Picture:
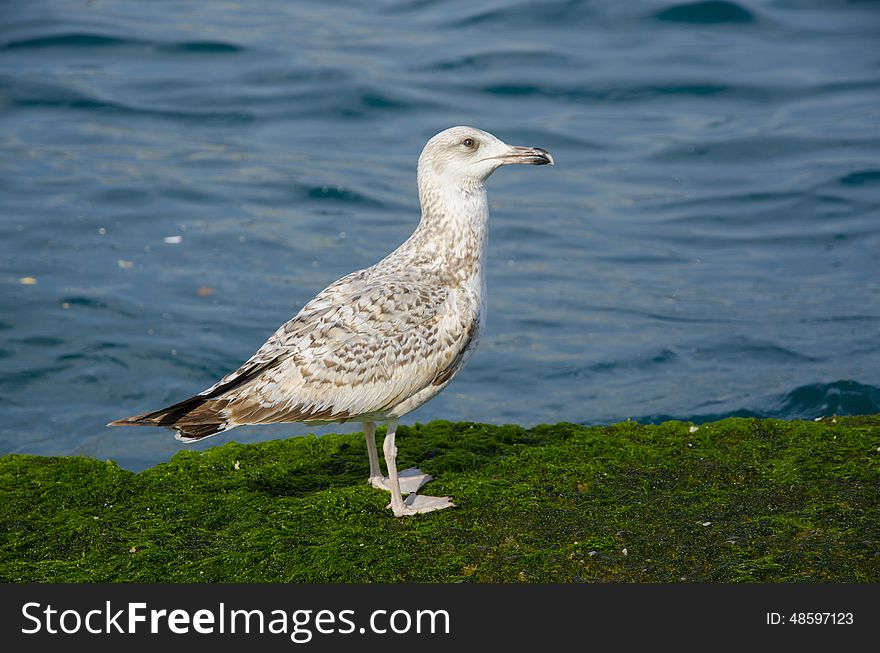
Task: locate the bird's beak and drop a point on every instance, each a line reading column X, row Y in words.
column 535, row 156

* * *

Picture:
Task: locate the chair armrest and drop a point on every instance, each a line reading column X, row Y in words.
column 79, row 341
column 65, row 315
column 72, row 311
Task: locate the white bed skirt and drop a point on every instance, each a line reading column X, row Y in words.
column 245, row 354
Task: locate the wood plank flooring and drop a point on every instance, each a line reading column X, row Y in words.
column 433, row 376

...

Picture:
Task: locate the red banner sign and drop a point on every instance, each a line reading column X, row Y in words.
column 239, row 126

### WRITTEN PROBLEM
Rewrite the part of the records above that opens with the line containing "Task: locate the wood" and closes with the line containing "column 433, row 376", swapping "wood plank flooring" for "hardwood floor" and leaving everything else as it is.

### OUTPUT FOR THIS EXERCISE
Task: locate the hardwood floor and drop a point on every instance, each a line reading column X, row Y in words.
column 433, row 376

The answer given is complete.